With pictures omitted, output the records below exactly as they appear.

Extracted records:

==*==

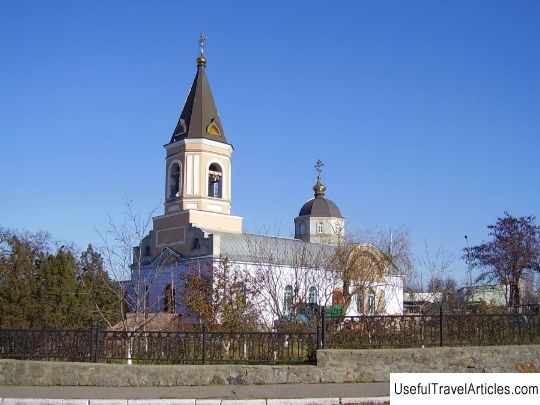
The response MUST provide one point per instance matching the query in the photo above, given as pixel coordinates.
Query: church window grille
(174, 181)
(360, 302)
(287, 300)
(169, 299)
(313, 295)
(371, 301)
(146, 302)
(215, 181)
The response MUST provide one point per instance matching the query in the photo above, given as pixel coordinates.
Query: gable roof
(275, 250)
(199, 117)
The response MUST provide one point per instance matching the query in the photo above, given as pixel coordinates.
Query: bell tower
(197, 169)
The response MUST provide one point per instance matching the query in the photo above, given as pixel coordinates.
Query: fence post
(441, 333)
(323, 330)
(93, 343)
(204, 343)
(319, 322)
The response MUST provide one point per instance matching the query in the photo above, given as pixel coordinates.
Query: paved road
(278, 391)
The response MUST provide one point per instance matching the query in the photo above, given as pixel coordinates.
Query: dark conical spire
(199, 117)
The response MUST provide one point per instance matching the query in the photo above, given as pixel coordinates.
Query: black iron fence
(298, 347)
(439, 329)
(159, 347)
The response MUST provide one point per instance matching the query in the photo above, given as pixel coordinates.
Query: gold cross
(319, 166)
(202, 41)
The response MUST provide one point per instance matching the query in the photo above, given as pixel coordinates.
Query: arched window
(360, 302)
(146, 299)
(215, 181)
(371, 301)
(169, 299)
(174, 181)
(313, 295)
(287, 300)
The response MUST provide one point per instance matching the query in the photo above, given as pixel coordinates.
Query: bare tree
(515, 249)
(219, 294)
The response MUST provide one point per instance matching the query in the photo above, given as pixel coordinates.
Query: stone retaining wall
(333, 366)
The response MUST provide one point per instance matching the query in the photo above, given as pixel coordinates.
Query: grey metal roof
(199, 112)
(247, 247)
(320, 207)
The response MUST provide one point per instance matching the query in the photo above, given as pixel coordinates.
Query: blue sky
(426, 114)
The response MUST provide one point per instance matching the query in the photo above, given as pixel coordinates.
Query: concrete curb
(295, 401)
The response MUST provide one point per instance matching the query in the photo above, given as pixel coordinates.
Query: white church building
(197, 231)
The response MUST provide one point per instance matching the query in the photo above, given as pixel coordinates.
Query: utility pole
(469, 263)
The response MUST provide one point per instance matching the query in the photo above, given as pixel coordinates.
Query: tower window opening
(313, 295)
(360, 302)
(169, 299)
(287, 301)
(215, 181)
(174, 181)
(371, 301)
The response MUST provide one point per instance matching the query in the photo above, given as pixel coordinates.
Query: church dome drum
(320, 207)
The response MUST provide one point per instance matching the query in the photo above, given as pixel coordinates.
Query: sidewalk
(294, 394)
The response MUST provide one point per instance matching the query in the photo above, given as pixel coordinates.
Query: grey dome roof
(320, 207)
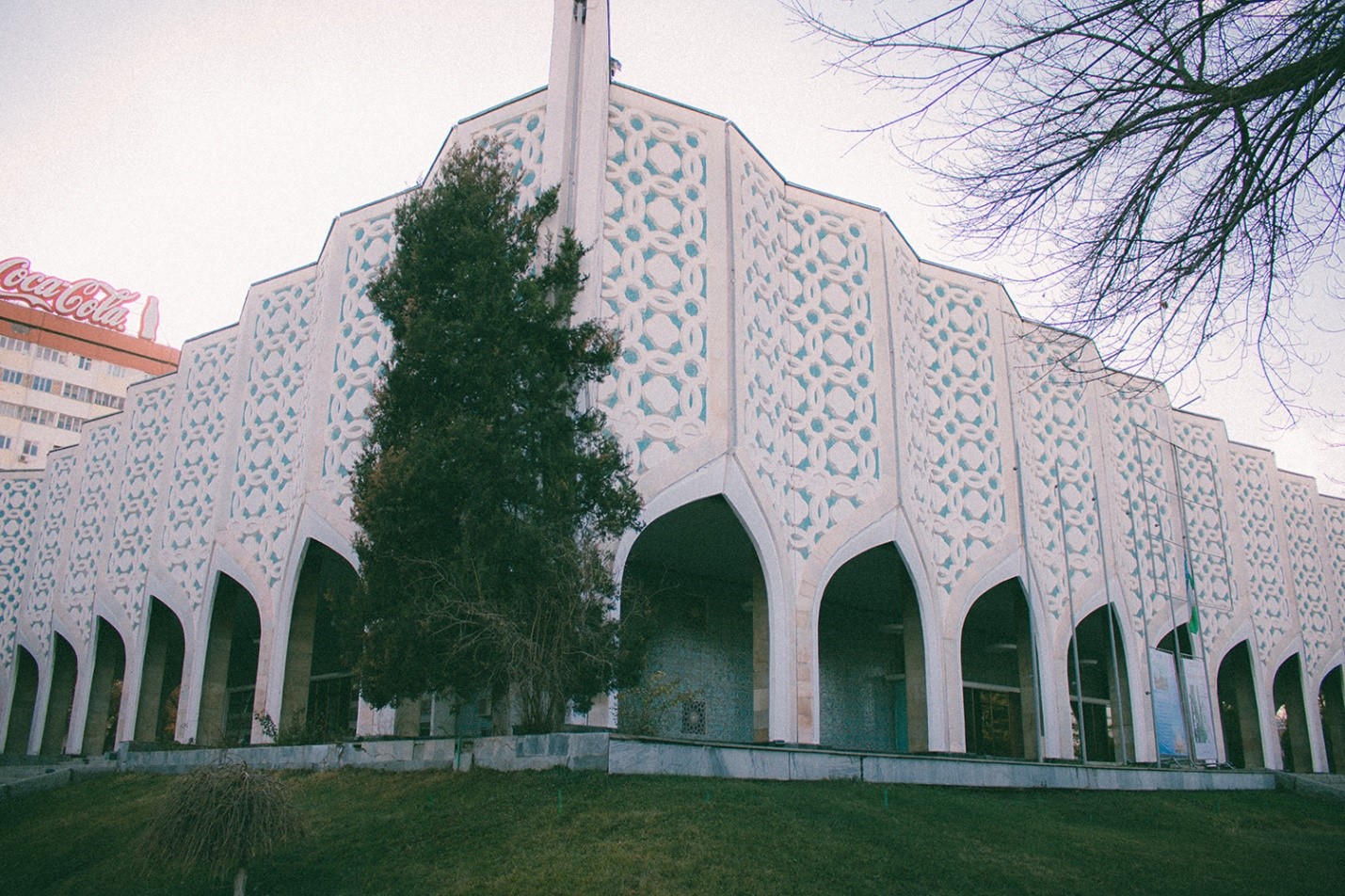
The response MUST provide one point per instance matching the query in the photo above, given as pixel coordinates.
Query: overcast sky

==*==

_Result of the exercise_
The response MUST provide one point per instance matching the query in the photo above, given as pixel coordinates.
Query: church window grille
(174, 181)
(360, 302)
(287, 300)
(169, 299)
(313, 295)
(371, 301)
(146, 302)
(215, 181)
The response MUST provide one point per instance matching the query in the photo above, given as pixel coordinates.
Query: gable roof
(275, 250)
(199, 117)
The response MUST provide one point per instance matching the query in the photo above, given as pixel coordinates.
Query: bell tower
(197, 169)
The response MUST provide one point per instance matching the query in the photo above, given as pixel coordinates.
Query: fence post
(441, 333)
(323, 330)
(93, 343)
(204, 343)
(319, 322)
The response MUST provide one point per instance matching the query in the photo above, given as pixel coordinates.
Query: paved road
(278, 391)
The response MUST provide one point per instance matching the query in the photo above, given as pixel coordinates.
Query: dark conical spire
(199, 117)
The response MUST provide one point per instance matching the query in the photo above, given as pixel coordinates.
Query: black iron fence
(298, 347)
(439, 329)
(159, 347)
The response MUST provide one point per instance matching the query in the photo above, given as pixel coordinates.
Query: gold cross
(319, 166)
(202, 41)
The response MUST provide one point per instance matching the query in the photo above, given as pixel coordinates.
Query: arched window
(360, 302)
(146, 299)
(215, 181)
(371, 301)
(169, 299)
(174, 181)
(313, 295)
(287, 300)
The response MUST provide one point per instance matching the query in the photo above, given as pixel coordinates.
Query: bare tree
(515, 249)
(219, 294)
The response MUST provide one point per instance matching the query in the photo above, given as pixel coordinates.
Query: stone retaining wall
(333, 366)
The response MUST provide one point per instance matching the query in the photo above, given as pixel coordinates.
Query: grey metal roof
(199, 112)
(247, 247)
(320, 207)
The response MUST provide one point per instance matching the query in the photo above, given as pixel coordinates.
Query: blue sky
(426, 114)
The response MUST provide one point per instance matching the query in the photo above, given as pixel coordinates.
Query: concrete curb
(295, 401)
The response MUST provide one point per instance matching the query in the photo above, given as pixel coordinates.
Query: white church building
(197, 231)
The response MUST provide one point per instance matching the query in the photo above, given as pixel coordinates.
Query: utility pole
(469, 263)
The response MUST provide one point per instance matching the query in the photo above, given as pixel coordinates.
Query: tower window opening
(313, 295)
(360, 302)
(169, 299)
(287, 301)
(215, 181)
(174, 181)
(371, 301)
The response MUST provide one point per instance matching the query in the photo above, given as pixel coordinates.
Query: church dome drum
(320, 207)
The response MUST provide one point per instance matching the query in the photo above, given as pixel coordinates.
Query: sidewalk
(294, 394)
The response MUST provide one point per instance matching the query in the photo above, given as pixel coordinates.
Query: grey dome roof
(320, 207)
The response MUST provide one point per instance matching the query in the photo above, given as pixel coordinates.
Query: overcast sky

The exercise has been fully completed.